Provided records:
------------------------------------------------------------------------

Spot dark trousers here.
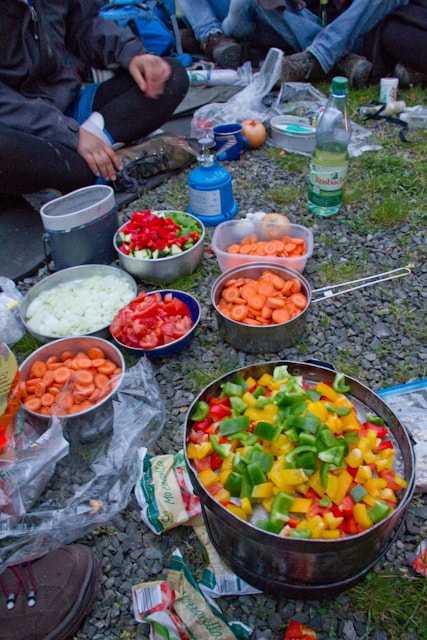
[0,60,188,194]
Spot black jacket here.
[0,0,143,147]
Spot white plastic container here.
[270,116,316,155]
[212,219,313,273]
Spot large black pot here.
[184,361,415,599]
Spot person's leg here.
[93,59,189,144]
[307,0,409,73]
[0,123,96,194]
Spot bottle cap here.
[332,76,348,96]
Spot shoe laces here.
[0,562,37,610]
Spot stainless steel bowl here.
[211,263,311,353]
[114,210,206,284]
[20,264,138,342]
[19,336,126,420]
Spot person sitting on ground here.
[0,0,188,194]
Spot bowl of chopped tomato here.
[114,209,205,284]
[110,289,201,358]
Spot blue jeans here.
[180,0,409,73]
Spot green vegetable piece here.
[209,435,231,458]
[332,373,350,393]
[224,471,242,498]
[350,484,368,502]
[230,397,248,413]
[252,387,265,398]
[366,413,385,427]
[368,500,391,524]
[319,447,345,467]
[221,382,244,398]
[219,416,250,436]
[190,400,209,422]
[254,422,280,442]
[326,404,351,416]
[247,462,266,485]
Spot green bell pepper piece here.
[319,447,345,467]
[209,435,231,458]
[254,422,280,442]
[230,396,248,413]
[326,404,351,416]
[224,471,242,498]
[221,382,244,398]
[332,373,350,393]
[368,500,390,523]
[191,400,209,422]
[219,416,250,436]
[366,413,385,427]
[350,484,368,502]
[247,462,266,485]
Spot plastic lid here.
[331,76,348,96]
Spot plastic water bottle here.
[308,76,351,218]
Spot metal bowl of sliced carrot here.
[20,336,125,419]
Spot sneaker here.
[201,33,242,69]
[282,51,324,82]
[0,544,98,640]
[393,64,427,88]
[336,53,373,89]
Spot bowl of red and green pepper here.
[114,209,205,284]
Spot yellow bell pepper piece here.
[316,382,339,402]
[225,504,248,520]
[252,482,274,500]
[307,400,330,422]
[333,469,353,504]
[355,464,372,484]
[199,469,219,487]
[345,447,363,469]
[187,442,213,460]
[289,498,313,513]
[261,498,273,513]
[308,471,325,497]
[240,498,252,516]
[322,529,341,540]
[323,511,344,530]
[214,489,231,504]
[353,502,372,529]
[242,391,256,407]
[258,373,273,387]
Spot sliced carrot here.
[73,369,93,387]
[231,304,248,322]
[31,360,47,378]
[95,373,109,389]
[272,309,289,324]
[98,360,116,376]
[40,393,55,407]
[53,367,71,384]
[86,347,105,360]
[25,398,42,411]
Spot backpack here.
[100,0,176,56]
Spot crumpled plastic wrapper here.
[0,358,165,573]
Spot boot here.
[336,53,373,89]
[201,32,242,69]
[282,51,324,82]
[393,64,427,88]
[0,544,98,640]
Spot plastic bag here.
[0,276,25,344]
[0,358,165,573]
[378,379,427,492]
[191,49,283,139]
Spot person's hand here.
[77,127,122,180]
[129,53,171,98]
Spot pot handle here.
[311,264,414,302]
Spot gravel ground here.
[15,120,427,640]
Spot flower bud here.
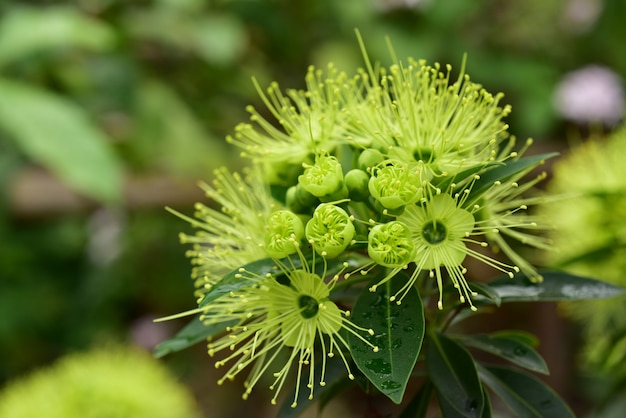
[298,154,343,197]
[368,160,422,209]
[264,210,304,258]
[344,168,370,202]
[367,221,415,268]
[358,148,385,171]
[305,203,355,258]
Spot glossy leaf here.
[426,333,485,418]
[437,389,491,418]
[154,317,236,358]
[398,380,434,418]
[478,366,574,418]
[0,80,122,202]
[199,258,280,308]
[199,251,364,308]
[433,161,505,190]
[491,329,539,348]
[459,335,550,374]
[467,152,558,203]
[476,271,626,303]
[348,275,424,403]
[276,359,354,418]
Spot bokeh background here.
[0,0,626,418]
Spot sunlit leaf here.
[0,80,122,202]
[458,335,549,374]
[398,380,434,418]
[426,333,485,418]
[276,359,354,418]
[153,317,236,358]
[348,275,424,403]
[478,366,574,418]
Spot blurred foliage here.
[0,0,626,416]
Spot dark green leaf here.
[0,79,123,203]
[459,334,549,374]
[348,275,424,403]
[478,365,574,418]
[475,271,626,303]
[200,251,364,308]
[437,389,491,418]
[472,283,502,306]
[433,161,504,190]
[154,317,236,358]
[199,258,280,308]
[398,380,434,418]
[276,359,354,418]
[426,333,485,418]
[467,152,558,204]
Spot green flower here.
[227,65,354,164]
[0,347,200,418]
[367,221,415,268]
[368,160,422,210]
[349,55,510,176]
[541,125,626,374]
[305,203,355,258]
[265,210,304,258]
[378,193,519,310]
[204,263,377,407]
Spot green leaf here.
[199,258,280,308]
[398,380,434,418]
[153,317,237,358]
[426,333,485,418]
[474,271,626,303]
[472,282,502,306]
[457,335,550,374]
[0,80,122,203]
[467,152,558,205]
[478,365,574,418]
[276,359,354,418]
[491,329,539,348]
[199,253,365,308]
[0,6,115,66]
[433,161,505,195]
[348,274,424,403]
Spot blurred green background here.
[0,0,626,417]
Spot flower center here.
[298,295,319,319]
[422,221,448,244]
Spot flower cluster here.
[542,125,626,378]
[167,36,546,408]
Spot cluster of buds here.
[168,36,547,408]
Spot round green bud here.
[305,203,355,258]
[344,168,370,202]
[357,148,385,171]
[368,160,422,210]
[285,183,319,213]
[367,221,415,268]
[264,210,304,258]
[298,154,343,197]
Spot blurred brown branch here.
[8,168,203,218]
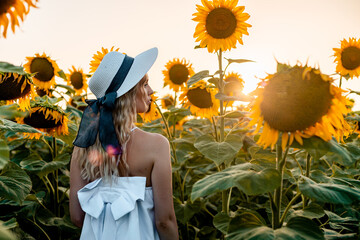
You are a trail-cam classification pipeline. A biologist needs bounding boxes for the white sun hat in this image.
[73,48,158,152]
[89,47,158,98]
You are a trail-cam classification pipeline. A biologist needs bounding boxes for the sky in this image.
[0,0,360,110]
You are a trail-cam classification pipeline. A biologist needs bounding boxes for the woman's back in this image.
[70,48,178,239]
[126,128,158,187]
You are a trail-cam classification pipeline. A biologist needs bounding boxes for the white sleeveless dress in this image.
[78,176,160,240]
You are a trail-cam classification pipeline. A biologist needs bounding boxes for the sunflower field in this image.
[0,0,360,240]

------------------------------------------------------------------------

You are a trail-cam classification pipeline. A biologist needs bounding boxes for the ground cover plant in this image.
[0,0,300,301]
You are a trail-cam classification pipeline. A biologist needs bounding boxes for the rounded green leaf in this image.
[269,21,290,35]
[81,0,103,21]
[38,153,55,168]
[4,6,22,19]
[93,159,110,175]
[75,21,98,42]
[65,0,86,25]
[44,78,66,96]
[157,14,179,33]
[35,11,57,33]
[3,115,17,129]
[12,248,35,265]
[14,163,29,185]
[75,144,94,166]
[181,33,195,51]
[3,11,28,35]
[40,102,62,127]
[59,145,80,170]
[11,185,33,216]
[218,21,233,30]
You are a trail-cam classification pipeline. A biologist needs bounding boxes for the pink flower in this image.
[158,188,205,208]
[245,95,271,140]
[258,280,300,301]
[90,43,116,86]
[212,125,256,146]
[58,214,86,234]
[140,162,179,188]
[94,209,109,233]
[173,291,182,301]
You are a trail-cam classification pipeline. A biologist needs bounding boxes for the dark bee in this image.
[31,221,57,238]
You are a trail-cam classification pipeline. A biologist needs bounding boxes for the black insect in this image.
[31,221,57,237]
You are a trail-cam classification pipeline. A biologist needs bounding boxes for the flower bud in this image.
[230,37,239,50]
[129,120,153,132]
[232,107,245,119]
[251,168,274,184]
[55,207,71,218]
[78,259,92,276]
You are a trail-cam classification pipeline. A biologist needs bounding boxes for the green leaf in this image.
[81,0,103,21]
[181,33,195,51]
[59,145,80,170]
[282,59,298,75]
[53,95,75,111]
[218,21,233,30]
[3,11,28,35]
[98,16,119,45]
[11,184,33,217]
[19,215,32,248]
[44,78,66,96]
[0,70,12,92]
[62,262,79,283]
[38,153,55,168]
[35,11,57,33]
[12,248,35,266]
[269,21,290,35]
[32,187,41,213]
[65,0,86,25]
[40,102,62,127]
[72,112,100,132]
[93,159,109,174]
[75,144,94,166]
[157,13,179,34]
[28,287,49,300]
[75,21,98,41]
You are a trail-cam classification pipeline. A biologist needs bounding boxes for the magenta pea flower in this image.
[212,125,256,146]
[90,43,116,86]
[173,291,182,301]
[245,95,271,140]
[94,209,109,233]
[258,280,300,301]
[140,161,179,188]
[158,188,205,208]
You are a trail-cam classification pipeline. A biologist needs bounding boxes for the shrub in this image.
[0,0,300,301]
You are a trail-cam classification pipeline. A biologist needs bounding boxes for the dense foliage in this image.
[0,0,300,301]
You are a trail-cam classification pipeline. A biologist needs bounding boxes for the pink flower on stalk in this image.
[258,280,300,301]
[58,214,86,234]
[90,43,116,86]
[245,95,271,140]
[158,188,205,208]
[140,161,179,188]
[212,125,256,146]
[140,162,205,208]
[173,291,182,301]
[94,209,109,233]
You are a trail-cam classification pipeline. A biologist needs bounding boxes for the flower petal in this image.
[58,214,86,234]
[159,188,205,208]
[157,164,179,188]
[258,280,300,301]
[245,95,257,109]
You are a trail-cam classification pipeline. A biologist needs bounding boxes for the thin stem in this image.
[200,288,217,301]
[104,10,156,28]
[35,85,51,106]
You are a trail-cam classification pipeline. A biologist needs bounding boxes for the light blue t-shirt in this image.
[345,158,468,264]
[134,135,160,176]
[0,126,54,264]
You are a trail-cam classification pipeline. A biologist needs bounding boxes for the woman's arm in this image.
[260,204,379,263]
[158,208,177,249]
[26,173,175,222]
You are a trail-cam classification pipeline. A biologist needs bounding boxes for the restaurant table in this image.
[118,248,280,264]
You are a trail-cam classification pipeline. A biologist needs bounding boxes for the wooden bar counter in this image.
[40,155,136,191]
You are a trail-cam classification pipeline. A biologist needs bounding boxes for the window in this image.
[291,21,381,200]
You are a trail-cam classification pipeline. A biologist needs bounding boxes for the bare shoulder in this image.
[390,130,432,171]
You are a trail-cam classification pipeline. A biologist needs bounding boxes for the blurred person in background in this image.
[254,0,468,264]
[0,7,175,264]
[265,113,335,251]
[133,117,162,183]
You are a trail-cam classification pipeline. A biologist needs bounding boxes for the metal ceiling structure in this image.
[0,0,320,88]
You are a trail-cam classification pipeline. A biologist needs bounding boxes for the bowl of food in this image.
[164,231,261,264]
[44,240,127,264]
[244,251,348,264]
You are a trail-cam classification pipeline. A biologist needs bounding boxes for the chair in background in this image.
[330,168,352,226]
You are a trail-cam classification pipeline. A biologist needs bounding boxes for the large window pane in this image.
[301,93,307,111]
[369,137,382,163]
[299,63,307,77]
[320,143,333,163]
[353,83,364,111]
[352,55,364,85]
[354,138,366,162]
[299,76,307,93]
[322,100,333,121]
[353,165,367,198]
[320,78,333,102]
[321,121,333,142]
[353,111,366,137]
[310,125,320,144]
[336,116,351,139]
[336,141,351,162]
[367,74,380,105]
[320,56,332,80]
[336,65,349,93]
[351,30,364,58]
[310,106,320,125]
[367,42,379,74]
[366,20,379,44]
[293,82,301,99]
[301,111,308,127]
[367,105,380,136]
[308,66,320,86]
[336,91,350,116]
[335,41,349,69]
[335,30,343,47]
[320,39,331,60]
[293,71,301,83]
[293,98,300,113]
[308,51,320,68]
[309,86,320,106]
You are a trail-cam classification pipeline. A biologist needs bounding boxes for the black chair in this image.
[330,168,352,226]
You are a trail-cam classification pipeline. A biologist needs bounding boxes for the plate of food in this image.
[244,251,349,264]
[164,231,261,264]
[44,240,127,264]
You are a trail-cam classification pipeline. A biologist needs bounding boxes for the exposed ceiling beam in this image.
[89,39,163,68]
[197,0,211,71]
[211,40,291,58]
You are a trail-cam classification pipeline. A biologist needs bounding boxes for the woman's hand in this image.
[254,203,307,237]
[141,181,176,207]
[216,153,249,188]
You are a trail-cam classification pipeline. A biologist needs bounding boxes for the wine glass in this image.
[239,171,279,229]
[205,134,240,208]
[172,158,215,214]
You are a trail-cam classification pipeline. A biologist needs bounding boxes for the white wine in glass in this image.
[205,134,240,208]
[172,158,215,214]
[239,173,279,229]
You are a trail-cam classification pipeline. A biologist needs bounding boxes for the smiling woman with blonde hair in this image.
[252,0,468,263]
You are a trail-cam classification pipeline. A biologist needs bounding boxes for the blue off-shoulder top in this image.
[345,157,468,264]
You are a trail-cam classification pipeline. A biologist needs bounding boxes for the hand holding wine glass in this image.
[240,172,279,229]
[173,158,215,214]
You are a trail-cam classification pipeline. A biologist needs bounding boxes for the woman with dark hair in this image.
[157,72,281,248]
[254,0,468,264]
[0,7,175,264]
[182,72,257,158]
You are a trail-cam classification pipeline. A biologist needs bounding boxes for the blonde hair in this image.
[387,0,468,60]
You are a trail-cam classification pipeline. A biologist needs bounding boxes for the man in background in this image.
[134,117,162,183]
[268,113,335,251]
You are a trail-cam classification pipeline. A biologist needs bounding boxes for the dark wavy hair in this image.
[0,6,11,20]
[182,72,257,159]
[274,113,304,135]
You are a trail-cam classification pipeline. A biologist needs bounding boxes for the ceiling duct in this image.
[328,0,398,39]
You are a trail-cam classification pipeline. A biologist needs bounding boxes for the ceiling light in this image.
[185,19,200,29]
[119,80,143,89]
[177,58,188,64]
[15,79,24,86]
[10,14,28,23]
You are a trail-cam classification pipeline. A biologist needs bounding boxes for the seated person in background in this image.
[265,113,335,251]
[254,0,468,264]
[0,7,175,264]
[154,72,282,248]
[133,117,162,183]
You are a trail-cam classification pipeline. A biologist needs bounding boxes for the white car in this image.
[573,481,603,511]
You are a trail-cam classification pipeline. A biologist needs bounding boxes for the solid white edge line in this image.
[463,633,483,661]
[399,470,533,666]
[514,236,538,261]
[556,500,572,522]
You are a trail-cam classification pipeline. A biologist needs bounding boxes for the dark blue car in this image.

------------------------------------------------------------------------

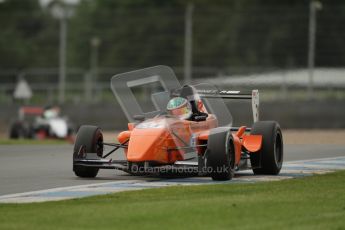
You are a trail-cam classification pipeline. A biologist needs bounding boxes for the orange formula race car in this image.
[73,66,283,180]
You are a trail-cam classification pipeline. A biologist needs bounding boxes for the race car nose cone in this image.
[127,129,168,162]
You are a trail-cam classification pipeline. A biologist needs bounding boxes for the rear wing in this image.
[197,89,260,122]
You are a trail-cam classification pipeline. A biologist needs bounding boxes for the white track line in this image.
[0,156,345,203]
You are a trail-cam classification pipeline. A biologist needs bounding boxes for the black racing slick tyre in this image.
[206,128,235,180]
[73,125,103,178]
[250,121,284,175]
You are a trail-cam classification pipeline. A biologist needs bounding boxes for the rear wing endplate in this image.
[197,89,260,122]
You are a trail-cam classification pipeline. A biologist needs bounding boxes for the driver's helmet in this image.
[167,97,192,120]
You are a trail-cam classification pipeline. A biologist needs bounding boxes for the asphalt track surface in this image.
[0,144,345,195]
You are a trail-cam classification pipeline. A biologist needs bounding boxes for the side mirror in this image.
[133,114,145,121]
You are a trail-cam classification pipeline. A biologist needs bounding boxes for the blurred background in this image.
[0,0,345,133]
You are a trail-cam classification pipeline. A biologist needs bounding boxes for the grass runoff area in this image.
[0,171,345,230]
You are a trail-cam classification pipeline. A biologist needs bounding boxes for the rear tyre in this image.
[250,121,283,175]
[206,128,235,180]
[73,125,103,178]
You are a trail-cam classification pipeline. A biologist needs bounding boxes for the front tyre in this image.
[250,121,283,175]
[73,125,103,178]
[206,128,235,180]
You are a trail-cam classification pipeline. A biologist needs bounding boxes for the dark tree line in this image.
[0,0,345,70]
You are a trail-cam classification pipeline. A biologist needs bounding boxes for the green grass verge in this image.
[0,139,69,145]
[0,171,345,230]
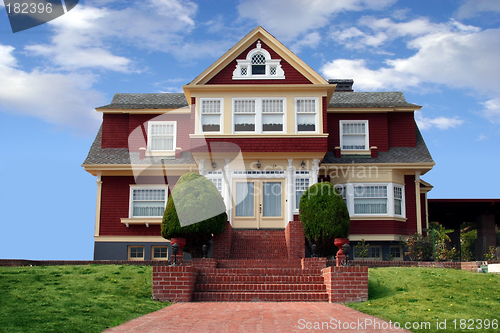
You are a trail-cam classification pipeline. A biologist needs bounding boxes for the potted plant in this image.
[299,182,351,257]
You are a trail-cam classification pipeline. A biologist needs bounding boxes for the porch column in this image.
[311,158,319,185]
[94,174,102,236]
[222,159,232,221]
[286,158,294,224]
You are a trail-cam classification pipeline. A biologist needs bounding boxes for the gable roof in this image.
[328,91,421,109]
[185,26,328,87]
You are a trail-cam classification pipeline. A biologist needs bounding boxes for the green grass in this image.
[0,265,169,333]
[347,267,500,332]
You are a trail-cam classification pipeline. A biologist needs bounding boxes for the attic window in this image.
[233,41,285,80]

------------------------------------------------------------------------

What you have to do: Please swap "here" for "in this image" in these items and change nothing else. Begin at the line that has "Spot dark trousers here.", stop after the line that has "[0,562,37,610]", and leave the pictures out.

Full solution:
Spot dark trousers in this image.
[0,60,188,194]
Spot black jacket in this image.
[0,0,143,147]
Spot white plastic container in this image.
[270,116,316,155]
[212,219,313,273]
Spot large black pot in this image.
[184,361,415,599]
Spot person's leg in this image.
[93,59,189,144]
[307,0,409,73]
[0,123,96,194]
Spot bottle cap in this image.
[332,76,348,96]
Spot shoe laces in this image.
[0,562,37,610]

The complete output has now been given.